WHAT YOU ARE ASKED TO DO: Where the word "below" occurs in a line of the listing, please copy the line.

___ GIVEN DATA ___

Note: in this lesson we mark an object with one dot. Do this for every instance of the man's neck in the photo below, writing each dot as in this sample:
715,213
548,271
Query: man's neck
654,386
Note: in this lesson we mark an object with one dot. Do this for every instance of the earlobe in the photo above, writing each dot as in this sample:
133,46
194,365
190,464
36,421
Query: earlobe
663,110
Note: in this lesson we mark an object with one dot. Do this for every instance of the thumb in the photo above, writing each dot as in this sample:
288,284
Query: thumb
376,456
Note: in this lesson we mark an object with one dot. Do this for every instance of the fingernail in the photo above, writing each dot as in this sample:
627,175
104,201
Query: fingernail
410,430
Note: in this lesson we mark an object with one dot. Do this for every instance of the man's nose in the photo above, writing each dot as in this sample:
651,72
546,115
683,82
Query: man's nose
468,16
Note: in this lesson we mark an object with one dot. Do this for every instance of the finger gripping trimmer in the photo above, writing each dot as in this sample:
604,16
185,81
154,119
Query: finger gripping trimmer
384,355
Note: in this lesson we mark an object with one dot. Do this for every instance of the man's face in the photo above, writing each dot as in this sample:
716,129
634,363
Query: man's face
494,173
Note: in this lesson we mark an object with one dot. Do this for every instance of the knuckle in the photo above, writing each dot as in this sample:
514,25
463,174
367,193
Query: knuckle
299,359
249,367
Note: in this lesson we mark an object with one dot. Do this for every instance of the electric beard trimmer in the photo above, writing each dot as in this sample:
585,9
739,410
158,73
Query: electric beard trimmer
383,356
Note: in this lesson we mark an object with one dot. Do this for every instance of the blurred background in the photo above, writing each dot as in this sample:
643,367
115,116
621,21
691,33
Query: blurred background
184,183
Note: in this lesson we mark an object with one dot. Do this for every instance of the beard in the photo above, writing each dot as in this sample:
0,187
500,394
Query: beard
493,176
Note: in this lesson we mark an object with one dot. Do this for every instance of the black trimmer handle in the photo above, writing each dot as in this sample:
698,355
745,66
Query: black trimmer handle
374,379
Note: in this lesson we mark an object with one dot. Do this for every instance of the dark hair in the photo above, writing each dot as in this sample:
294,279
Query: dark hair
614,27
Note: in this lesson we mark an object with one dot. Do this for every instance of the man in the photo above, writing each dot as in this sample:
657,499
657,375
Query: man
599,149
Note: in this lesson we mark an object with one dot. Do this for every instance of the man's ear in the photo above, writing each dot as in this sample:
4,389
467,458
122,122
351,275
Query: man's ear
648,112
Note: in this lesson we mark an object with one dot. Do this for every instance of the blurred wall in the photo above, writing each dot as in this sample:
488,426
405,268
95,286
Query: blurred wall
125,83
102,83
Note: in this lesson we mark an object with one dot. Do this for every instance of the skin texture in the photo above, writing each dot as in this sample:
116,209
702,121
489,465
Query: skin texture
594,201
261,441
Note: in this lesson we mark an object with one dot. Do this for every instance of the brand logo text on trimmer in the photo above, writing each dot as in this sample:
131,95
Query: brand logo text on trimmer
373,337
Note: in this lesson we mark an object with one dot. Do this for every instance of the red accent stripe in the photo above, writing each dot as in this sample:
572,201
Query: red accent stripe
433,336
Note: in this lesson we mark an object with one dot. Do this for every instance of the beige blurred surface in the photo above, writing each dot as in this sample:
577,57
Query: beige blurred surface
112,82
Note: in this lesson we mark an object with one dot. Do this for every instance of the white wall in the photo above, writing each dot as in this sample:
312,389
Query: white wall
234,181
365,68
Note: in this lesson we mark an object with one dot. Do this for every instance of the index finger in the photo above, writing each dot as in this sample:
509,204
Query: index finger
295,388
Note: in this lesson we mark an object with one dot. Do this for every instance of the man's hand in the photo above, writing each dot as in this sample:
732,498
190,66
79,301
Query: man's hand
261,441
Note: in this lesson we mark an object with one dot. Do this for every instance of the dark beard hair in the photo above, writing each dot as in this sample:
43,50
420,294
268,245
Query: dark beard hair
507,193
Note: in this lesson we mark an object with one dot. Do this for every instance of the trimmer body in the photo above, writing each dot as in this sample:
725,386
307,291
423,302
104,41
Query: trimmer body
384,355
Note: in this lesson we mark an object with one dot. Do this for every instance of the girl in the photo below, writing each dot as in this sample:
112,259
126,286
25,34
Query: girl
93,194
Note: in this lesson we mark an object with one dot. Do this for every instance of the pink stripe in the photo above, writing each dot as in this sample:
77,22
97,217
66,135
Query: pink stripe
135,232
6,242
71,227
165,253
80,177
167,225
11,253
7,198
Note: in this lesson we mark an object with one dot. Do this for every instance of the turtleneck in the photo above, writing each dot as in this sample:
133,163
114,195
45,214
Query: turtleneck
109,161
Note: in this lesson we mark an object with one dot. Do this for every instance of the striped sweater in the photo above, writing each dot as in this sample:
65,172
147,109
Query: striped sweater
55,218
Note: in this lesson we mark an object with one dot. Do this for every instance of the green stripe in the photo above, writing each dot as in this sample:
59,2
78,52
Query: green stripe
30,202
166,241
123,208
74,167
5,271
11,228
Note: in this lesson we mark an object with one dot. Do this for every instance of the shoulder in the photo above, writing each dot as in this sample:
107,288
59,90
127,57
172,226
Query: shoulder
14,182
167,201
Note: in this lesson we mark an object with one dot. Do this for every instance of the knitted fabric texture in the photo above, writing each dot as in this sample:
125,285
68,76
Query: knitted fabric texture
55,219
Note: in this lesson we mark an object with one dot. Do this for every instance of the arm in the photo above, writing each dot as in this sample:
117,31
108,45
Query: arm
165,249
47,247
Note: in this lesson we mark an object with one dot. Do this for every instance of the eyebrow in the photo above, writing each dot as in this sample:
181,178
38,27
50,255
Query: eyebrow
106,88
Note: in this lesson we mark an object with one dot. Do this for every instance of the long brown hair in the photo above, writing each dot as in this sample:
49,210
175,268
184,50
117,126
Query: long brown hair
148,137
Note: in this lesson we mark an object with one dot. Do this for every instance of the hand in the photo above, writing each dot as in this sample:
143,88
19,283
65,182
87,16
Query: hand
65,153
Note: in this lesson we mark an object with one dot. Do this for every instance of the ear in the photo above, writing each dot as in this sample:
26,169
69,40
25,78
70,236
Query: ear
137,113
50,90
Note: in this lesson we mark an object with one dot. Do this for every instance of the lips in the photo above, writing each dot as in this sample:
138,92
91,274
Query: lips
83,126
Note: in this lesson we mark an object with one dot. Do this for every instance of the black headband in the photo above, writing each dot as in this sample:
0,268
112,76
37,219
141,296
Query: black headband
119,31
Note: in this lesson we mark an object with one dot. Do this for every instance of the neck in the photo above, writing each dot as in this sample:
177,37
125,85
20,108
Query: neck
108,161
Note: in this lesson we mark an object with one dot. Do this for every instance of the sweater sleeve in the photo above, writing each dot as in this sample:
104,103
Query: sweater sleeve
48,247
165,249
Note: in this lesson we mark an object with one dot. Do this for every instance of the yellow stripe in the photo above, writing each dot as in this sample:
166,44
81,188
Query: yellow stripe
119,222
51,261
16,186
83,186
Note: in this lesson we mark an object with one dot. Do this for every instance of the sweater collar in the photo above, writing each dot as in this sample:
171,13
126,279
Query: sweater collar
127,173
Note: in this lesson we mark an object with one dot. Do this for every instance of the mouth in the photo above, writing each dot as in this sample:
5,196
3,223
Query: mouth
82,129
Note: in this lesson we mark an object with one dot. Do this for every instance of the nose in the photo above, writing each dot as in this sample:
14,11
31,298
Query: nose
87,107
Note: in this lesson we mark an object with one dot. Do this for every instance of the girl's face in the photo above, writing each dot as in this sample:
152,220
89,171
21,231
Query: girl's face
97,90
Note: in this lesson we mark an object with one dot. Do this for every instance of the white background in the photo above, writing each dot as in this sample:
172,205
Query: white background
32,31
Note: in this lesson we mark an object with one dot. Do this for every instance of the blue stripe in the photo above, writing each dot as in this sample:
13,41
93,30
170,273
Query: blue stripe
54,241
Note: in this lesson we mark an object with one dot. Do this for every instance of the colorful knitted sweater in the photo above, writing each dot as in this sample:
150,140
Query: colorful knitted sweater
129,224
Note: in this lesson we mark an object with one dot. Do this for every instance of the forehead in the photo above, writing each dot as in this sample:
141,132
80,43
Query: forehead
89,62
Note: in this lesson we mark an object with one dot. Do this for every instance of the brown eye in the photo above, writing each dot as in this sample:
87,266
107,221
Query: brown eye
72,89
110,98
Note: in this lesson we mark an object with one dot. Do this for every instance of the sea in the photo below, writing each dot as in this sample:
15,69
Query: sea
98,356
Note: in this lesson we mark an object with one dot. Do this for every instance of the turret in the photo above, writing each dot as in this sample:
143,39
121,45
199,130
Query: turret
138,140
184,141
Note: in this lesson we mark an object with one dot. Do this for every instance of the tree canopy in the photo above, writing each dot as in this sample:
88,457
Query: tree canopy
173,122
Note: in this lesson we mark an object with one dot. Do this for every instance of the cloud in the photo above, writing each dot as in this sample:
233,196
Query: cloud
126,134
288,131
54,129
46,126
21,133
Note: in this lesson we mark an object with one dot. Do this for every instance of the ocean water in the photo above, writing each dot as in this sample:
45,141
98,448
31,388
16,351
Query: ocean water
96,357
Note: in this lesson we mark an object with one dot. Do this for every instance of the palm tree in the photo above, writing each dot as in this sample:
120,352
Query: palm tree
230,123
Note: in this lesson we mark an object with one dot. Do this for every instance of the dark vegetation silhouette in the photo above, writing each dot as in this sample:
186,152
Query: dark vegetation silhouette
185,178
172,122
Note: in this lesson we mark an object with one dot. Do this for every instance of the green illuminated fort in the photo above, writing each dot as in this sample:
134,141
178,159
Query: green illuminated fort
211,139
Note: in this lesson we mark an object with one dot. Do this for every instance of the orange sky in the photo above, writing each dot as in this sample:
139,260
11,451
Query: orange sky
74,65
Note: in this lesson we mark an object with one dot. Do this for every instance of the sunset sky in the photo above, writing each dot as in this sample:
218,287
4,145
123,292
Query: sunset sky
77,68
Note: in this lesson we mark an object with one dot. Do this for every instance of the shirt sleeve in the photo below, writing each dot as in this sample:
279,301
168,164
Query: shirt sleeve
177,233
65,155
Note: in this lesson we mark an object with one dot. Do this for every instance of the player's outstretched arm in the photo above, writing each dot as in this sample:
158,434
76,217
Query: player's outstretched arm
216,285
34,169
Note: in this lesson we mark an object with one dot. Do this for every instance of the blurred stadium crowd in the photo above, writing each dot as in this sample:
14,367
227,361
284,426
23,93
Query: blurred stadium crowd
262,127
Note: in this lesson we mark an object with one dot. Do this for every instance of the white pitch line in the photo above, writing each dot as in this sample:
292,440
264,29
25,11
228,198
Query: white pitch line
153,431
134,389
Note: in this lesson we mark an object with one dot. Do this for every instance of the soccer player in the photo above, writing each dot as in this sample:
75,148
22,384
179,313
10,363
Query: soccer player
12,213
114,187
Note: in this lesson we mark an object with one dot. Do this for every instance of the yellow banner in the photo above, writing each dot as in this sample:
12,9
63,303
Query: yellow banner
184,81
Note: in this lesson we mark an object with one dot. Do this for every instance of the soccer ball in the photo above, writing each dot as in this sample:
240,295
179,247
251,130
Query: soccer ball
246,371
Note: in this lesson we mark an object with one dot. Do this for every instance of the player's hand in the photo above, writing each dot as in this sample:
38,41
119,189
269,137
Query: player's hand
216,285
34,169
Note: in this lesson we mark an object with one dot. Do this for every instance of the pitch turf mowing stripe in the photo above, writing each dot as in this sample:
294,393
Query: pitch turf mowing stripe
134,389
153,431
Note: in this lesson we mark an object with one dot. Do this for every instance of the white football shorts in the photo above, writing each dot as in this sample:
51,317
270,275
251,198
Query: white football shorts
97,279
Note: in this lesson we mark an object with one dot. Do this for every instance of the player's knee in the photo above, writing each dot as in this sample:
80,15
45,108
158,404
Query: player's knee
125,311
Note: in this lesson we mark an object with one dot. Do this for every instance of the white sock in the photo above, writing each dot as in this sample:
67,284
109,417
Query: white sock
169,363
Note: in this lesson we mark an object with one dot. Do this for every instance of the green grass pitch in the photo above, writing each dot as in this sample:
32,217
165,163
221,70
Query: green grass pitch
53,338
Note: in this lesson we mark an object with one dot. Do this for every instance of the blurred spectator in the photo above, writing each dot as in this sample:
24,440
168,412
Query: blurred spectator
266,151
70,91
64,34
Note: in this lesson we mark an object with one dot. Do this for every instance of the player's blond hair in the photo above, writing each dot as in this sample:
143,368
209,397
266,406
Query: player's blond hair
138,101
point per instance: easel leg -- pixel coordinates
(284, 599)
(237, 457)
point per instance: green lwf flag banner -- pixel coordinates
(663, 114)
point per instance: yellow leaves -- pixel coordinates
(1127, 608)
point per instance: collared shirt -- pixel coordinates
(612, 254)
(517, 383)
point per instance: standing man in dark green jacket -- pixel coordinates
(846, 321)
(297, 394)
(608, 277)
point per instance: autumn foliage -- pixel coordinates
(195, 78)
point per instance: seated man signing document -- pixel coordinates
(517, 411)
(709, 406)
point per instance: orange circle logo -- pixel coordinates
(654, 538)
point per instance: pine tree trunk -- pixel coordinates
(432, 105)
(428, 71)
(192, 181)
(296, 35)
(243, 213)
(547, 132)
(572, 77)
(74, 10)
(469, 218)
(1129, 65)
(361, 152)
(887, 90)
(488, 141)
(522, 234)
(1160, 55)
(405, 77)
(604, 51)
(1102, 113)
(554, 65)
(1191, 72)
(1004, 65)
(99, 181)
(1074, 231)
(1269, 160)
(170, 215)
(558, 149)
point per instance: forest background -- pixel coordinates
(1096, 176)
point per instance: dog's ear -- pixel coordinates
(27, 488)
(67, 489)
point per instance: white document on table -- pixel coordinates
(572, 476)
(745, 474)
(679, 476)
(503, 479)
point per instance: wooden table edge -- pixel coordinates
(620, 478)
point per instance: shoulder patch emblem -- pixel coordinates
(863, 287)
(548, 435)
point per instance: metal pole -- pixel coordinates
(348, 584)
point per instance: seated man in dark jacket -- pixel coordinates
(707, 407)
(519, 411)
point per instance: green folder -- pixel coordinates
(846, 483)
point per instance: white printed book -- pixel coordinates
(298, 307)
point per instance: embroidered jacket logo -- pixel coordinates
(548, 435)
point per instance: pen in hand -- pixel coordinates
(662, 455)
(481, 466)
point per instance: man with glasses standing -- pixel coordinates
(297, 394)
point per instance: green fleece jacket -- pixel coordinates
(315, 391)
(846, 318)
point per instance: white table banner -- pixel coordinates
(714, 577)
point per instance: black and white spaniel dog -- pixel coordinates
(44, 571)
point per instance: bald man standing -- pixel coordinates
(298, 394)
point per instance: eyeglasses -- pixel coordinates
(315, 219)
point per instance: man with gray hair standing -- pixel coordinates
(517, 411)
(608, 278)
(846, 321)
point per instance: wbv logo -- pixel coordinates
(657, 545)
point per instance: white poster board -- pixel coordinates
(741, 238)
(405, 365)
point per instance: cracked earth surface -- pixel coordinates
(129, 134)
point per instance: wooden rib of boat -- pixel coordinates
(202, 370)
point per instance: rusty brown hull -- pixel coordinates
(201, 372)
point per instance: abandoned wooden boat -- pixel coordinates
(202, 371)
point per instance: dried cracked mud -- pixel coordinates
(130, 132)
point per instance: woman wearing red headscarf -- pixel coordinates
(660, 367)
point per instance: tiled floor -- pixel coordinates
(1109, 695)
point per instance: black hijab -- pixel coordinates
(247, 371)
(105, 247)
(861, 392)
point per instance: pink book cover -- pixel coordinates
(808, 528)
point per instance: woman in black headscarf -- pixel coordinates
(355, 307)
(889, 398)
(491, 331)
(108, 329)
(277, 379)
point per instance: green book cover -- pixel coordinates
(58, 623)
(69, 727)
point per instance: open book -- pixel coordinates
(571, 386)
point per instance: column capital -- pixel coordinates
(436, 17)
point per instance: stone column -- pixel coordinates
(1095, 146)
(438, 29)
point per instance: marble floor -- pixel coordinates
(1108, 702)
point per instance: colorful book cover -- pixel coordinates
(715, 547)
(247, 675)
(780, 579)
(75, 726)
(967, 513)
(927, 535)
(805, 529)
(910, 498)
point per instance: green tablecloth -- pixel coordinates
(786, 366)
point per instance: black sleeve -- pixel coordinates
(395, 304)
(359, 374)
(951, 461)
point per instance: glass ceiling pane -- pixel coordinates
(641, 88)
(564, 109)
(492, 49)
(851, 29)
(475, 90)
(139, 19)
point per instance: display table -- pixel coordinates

___

SOLUTION FOR THIS PROBLEM:
Note: in this lesson we mark an object with one dot. Do this for every instance of the man's neck in the photo below, writing each dot as in this sample:
Note: in this lesson we mark an object with one dot. Do this for every instance of the girl in the photo below, writing each dot as in this sample:
Note: in this lesson we mark an object with one dot. Do this for every instance of the sea in the photo below, writing each dot as in this sample:
Note: in this lesson we mark an object with one dot. Do this for every instance of the shirt sleeve in the photo below, writing each dot as in this sample:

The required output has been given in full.